# Input data
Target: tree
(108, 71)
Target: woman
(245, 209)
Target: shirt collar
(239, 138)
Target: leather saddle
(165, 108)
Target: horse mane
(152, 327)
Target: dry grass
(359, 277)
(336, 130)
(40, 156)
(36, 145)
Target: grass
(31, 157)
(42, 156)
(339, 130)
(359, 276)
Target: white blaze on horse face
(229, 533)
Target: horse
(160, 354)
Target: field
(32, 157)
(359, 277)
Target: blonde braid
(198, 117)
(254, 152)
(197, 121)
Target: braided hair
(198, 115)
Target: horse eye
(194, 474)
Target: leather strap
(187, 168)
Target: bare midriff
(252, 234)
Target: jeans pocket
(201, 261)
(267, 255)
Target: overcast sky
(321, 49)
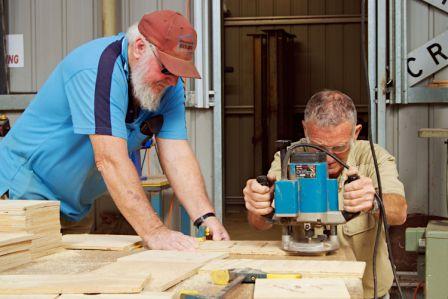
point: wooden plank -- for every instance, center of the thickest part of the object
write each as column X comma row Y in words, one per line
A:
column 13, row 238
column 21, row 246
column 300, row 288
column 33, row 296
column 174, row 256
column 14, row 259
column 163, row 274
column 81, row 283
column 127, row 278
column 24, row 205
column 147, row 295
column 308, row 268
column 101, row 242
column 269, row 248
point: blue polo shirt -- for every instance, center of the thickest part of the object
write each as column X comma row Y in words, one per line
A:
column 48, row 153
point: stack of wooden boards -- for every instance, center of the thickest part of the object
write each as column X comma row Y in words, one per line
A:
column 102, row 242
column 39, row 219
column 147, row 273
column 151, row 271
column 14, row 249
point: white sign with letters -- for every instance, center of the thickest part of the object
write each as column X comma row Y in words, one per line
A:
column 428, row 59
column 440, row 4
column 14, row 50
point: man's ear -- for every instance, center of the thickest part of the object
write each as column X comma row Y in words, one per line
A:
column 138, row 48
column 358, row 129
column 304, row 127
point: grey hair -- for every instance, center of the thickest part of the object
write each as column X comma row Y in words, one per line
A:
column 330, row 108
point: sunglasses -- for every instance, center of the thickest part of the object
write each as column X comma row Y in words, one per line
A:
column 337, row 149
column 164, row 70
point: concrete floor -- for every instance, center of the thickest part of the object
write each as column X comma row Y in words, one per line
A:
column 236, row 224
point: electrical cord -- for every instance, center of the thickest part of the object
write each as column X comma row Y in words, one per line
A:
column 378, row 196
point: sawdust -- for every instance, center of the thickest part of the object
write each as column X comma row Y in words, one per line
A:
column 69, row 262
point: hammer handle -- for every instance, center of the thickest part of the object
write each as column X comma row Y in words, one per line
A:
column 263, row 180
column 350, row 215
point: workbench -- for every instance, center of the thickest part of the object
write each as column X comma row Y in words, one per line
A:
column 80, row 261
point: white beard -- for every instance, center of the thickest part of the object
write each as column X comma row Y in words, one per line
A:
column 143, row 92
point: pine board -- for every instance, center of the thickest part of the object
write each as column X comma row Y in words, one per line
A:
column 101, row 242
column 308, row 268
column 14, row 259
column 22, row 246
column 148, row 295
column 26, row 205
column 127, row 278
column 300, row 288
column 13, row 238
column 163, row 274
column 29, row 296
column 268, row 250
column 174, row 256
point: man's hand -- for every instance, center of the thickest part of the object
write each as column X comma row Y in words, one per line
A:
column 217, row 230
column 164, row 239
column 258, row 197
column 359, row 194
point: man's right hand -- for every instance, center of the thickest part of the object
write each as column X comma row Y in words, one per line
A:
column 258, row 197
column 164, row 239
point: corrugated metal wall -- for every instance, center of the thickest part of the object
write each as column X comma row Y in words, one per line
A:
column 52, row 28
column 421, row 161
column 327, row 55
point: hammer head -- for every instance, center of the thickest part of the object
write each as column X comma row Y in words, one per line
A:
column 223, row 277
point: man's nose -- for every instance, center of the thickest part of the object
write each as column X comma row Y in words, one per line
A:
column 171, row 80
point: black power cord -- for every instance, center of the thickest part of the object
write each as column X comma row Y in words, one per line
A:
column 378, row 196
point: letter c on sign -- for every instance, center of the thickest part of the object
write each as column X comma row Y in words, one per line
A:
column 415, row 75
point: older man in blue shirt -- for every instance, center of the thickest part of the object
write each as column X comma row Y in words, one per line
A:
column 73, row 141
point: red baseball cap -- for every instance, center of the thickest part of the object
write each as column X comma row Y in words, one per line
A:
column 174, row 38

---

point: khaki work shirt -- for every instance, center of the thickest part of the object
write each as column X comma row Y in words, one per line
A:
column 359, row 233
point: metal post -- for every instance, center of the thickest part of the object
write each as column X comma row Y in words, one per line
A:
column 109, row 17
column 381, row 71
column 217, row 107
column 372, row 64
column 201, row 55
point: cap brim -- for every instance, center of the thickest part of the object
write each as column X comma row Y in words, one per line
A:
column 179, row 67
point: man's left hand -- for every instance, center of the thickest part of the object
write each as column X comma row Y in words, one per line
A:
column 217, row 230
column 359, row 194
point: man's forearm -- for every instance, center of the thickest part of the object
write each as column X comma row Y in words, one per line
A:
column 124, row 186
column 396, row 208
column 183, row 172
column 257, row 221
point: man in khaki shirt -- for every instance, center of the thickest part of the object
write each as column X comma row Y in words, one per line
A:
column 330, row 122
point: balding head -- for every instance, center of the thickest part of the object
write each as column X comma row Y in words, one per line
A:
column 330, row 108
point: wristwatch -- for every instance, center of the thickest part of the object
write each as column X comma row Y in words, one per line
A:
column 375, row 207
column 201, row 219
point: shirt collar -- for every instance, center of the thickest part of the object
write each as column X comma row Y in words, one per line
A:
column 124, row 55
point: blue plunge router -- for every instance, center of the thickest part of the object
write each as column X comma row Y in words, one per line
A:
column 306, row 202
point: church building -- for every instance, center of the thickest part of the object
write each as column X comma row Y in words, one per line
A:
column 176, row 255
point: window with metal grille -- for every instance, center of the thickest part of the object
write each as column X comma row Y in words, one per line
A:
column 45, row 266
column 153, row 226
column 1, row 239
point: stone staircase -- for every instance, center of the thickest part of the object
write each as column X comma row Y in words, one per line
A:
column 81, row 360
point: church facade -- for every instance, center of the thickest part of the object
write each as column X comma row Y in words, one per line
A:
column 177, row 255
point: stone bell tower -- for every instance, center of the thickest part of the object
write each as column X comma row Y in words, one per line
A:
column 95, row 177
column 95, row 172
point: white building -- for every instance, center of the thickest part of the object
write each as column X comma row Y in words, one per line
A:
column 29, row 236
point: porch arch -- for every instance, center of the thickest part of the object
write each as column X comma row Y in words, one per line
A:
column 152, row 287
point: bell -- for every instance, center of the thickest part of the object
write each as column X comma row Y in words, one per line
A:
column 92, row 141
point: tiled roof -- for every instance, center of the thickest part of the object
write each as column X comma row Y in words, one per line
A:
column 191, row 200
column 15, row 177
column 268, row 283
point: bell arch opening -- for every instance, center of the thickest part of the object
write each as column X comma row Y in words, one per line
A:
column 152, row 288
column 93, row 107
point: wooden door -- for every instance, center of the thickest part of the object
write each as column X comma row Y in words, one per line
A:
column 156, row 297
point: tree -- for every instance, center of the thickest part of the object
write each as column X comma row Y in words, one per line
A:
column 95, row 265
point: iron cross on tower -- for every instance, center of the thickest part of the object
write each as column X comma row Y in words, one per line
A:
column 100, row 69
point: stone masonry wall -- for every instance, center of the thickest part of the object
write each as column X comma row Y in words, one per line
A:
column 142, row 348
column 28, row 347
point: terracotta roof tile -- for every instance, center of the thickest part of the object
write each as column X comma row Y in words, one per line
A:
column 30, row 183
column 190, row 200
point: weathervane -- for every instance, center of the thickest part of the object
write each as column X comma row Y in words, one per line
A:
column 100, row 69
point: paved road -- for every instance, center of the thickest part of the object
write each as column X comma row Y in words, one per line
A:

* * *

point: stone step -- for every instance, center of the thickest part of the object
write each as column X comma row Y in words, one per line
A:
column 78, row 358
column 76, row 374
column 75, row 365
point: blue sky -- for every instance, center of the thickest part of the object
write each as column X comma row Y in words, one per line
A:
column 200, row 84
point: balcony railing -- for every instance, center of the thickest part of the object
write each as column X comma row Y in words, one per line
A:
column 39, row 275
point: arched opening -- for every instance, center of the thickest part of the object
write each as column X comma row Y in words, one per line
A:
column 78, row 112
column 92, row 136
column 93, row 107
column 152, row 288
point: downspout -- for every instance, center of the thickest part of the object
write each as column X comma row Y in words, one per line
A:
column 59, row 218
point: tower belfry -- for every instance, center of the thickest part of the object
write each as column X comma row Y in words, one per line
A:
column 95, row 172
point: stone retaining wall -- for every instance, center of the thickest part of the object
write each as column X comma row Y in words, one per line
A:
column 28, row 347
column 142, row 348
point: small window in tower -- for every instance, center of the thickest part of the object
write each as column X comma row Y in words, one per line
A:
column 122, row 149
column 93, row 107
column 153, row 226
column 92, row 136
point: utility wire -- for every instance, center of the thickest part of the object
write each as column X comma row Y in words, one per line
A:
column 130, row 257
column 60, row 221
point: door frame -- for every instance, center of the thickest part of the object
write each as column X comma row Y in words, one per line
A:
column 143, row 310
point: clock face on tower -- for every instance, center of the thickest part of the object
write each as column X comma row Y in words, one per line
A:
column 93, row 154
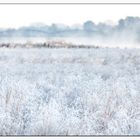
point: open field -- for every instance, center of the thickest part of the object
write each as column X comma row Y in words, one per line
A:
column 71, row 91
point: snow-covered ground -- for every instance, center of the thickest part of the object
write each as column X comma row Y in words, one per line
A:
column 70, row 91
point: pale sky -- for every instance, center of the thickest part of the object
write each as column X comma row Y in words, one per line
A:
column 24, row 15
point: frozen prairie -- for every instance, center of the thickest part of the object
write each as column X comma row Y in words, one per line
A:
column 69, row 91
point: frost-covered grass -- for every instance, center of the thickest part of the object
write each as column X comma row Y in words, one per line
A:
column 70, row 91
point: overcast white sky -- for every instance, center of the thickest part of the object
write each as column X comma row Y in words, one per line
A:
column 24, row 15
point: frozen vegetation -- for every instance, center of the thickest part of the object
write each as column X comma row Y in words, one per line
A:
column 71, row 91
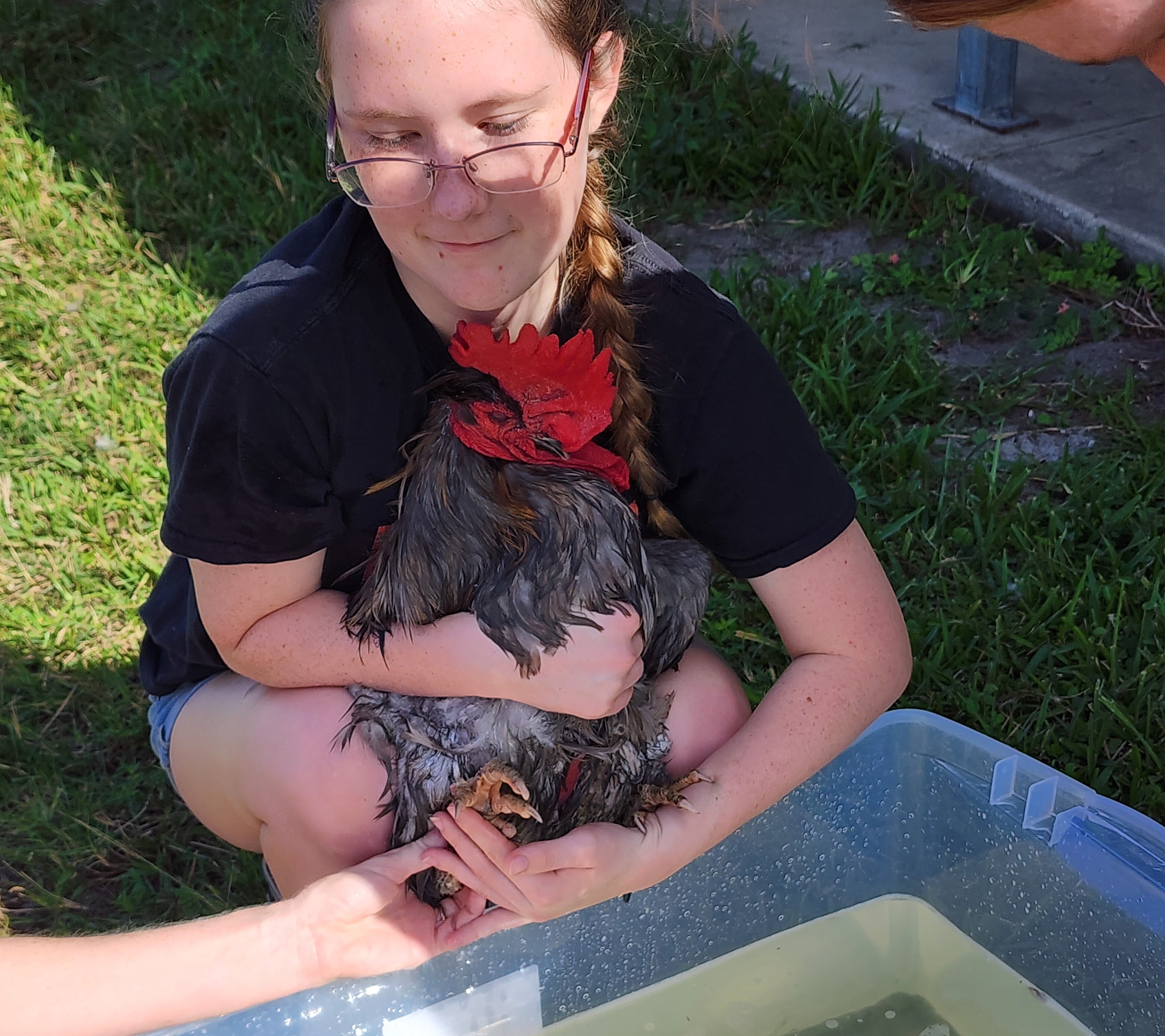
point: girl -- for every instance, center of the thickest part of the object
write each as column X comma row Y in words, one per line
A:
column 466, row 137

# Work to complete
Copy the lines above that hold the word "window".

# Reply to the task
point: window with metal grille -- for every instance, center of the thickest part of the object
point: small window in tower -- for every instance, center of the thickest part of the object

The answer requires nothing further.